What you should do –
State how many lines of the records below contain the string "leaf", counting only matches with the same case. Give the number alone.

Material for this exercise –

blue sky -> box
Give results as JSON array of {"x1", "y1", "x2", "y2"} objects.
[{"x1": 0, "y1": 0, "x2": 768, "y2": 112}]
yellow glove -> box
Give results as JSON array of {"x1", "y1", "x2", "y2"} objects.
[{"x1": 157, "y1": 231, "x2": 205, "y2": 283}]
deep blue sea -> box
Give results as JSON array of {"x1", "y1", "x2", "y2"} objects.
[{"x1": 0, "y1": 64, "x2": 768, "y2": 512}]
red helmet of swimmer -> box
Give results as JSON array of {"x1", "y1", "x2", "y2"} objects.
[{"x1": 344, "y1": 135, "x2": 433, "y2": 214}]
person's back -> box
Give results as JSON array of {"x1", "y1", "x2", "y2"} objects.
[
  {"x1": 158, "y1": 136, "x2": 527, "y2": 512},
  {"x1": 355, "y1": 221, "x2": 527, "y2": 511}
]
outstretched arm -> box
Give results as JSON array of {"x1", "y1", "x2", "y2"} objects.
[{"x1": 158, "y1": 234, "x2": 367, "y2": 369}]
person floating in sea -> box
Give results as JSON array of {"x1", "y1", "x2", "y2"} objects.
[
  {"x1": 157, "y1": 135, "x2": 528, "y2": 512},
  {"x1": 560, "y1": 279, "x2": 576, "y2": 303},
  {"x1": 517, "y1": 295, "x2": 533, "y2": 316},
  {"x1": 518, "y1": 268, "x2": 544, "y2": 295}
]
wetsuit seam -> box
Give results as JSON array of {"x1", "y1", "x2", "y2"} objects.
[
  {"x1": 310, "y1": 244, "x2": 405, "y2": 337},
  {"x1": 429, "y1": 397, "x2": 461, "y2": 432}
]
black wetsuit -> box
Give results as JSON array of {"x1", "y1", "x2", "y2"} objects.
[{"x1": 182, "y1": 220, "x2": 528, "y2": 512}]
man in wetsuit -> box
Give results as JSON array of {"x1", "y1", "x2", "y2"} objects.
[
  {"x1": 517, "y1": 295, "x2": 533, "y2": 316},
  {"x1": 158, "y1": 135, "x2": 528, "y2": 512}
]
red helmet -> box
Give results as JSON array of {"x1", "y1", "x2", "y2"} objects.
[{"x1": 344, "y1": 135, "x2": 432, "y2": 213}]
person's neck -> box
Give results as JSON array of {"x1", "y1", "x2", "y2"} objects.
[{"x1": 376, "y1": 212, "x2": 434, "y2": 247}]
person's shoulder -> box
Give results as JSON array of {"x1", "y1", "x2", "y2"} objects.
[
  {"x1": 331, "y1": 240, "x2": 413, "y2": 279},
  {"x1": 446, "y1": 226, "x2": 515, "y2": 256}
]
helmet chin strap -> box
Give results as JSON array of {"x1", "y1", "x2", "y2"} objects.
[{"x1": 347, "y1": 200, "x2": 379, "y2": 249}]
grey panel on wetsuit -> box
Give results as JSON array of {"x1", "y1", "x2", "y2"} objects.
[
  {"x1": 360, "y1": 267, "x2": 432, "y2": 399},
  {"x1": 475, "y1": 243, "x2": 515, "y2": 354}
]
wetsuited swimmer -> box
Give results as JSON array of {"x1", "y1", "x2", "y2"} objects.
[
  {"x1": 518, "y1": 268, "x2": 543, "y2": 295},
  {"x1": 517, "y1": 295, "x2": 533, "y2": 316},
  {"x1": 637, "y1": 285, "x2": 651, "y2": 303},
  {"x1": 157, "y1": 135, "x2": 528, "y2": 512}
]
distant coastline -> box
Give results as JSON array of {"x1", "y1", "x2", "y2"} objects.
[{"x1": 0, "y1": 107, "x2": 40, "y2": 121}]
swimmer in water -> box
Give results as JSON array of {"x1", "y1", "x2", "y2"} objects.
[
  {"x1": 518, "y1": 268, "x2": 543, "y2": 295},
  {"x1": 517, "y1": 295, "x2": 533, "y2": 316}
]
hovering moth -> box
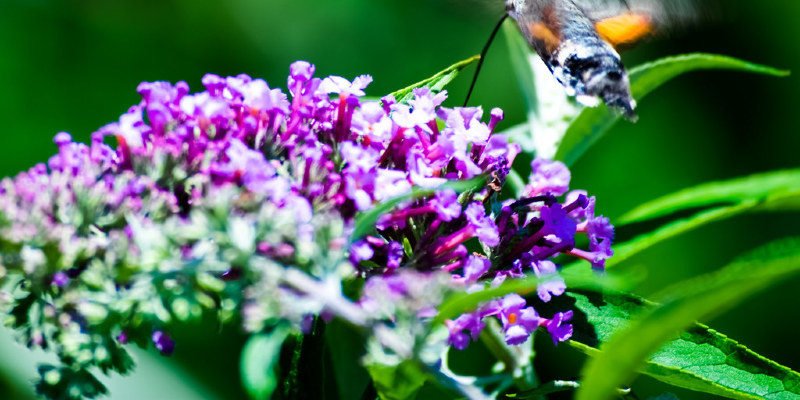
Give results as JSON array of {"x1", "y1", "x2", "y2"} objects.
[{"x1": 506, "y1": 0, "x2": 690, "y2": 119}]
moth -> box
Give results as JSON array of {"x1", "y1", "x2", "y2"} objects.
[{"x1": 506, "y1": 0, "x2": 693, "y2": 119}]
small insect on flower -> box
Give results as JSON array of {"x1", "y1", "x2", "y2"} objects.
[{"x1": 506, "y1": 0, "x2": 693, "y2": 119}]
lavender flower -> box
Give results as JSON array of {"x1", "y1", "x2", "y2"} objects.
[{"x1": 0, "y1": 61, "x2": 613, "y2": 396}]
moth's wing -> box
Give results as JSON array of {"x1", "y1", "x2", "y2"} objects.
[
  {"x1": 507, "y1": 0, "x2": 564, "y2": 59},
  {"x1": 574, "y1": 0, "x2": 696, "y2": 47}
]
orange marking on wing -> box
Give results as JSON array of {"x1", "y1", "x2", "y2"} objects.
[
  {"x1": 595, "y1": 13, "x2": 653, "y2": 47},
  {"x1": 528, "y1": 22, "x2": 561, "y2": 51}
]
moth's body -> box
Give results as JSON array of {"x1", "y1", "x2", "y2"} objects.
[{"x1": 506, "y1": 0, "x2": 668, "y2": 118}]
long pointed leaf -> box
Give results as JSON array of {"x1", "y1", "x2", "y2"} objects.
[
  {"x1": 614, "y1": 169, "x2": 800, "y2": 224},
  {"x1": 555, "y1": 53, "x2": 789, "y2": 165},
  {"x1": 391, "y1": 56, "x2": 481, "y2": 103},
  {"x1": 576, "y1": 238, "x2": 800, "y2": 400}
]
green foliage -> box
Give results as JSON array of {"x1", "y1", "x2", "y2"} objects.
[
  {"x1": 241, "y1": 326, "x2": 291, "y2": 400},
  {"x1": 555, "y1": 53, "x2": 789, "y2": 165},
  {"x1": 350, "y1": 177, "x2": 486, "y2": 243},
  {"x1": 577, "y1": 239, "x2": 800, "y2": 399},
  {"x1": 390, "y1": 56, "x2": 481, "y2": 103},
  {"x1": 606, "y1": 170, "x2": 800, "y2": 267},
  {"x1": 617, "y1": 169, "x2": 800, "y2": 224},
  {"x1": 0, "y1": 25, "x2": 800, "y2": 399},
  {"x1": 366, "y1": 360, "x2": 427, "y2": 400}
]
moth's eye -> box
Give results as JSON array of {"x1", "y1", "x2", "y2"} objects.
[
  {"x1": 606, "y1": 71, "x2": 622, "y2": 82},
  {"x1": 564, "y1": 56, "x2": 600, "y2": 71}
]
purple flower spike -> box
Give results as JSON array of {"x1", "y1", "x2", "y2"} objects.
[
  {"x1": 464, "y1": 203, "x2": 500, "y2": 246},
  {"x1": 350, "y1": 240, "x2": 375, "y2": 264},
  {"x1": 288, "y1": 61, "x2": 315, "y2": 89},
  {"x1": 53, "y1": 271, "x2": 69, "y2": 287},
  {"x1": 445, "y1": 313, "x2": 486, "y2": 350},
  {"x1": 153, "y1": 331, "x2": 175, "y2": 356},
  {"x1": 463, "y1": 255, "x2": 492, "y2": 285},
  {"x1": 499, "y1": 293, "x2": 539, "y2": 345},
  {"x1": 431, "y1": 188, "x2": 461, "y2": 221}
]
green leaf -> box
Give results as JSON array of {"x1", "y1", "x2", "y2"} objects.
[
  {"x1": 367, "y1": 360, "x2": 427, "y2": 400},
  {"x1": 241, "y1": 325, "x2": 291, "y2": 400},
  {"x1": 576, "y1": 238, "x2": 800, "y2": 400},
  {"x1": 615, "y1": 169, "x2": 800, "y2": 224},
  {"x1": 555, "y1": 53, "x2": 789, "y2": 165},
  {"x1": 606, "y1": 169, "x2": 800, "y2": 267},
  {"x1": 606, "y1": 201, "x2": 759, "y2": 268},
  {"x1": 325, "y1": 319, "x2": 369, "y2": 399},
  {"x1": 350, "y1": 176, "x2": 486, "y2": 243},
  {"x1": 503, "y1": 19, "x2": 581, "y2": 158},
  {"x1": 431, "y1": 266, "x2": 628, "y2": 326},
  {"x1": 391, "y1": 56, "x2": 481, "y2": 103}
]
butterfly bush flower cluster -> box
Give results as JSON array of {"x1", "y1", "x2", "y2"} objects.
[{"x1": 0, "y1": 61, "x2": 613, "y2": 393}]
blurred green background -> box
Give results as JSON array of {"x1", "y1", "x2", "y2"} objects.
[{"x1": 0, "y1": 0, "x2": 800, "y2": 399}]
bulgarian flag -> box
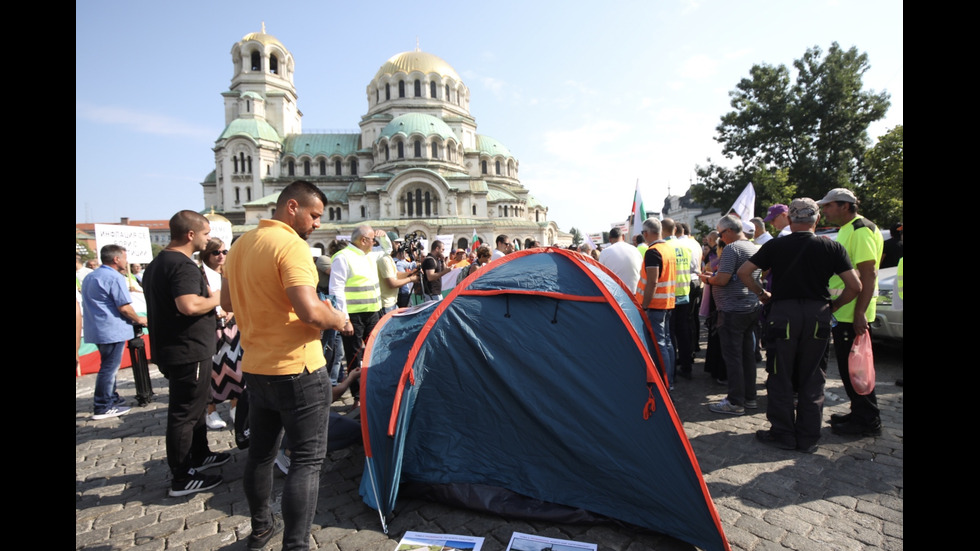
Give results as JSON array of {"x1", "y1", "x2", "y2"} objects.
[
  {"x1": 470, "y1": 228, "x2": 483, "y2": 252},
  {"x1": 627, "y1": 178, "x2": 647, "y2": 243}
]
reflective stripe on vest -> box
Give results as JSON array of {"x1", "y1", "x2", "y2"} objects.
[
  {"x1": 636, "y1": 241, "x2": 677, "y2": 310},
  {"x1": 338, "y1": 245, "x2": 381, "y2": 314},
  {"x1": 671, "y1": 239, "x2": 691, "y2": 297}
]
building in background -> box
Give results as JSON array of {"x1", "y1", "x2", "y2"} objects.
[{"x1": 201, "y1": 24, "x2": 571, "y2": 250}]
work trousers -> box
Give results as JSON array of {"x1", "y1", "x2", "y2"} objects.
[{"x1": 764, "y1": 299, "x2": 830, "y2": 448}]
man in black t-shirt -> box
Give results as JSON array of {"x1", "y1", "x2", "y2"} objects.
[
  {"x1": 418, "y1": 241, "x2": 452, "y2": 302},
  {"x1": 143, "y1": 210, "x2": 231, "y2": 496},
  {"x1": 738, "y1": 198, "x2": 861, "y2": 453}
]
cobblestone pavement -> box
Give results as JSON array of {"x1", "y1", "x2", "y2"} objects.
[{"x1": 75, "y1": 338, "x2": 905, "y2": 551}]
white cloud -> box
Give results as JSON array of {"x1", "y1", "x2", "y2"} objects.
[
  {"x1": 75, "y1": 101, "x2": 215, "y2": 139},
  {"x1": 679, "y1": 54, "x2": 718, "y2": 80}
]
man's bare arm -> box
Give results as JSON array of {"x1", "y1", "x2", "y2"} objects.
[
  {"x1": 286, "y1": 285, "x2": 347, "y2": 331},
  {"x1": 830, "y1": 270, "x2": 867, "y2": 312}
]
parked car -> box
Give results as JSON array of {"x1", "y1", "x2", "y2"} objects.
[{"x1": 871, "y1": 267, "x2": 903, "y2": 340}]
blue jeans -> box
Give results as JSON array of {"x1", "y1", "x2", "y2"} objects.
[
  {"x1": 718, "y1": 310, "x2": 759, "y2": 406},
  {"x1": 243, "y1": 368, "x2": 332, "y2": 550},
  {"x1": 95, "y1": 341, "x2": 126, "y2": 413},
  {"x1": 647, "y1": 308, "x2": 674, "y2": 388}
]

Reply to the task –
2